Exercise requirements: Update the stretch from the line containing "job: give the" through the end of the material, replacing "outline" with "boundary" and keeping everything else unchanged. Leave the pictures out of your answer.

Saved entries:
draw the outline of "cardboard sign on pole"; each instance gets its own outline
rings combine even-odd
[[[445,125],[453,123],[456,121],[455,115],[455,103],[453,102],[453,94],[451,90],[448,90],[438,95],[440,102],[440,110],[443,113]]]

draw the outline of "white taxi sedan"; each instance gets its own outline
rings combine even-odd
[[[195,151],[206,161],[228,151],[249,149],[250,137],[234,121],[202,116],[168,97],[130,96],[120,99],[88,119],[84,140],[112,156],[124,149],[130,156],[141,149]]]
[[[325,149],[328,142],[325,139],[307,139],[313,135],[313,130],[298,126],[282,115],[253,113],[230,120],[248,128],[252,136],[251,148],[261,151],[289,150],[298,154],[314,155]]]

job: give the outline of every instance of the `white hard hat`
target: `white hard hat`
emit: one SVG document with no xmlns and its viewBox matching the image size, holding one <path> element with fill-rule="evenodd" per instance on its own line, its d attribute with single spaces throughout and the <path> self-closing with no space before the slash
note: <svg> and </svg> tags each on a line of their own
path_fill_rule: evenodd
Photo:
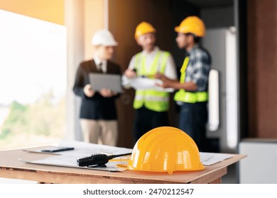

Task result:
job: give the boundary of every instance of the `white hard hat`
target: `white hard hat`
emit: one SVG document with no xmlns and its viewBox matching the image size, holding one <path> element with fill-rule="evenodd" per instance on its own line, its d attribute with single spaces throughout and the <path> self-closing with no space before the slash
note: <svg> and </svg> tags each on a line of their own
path_fill_rule: evenodd
Photo:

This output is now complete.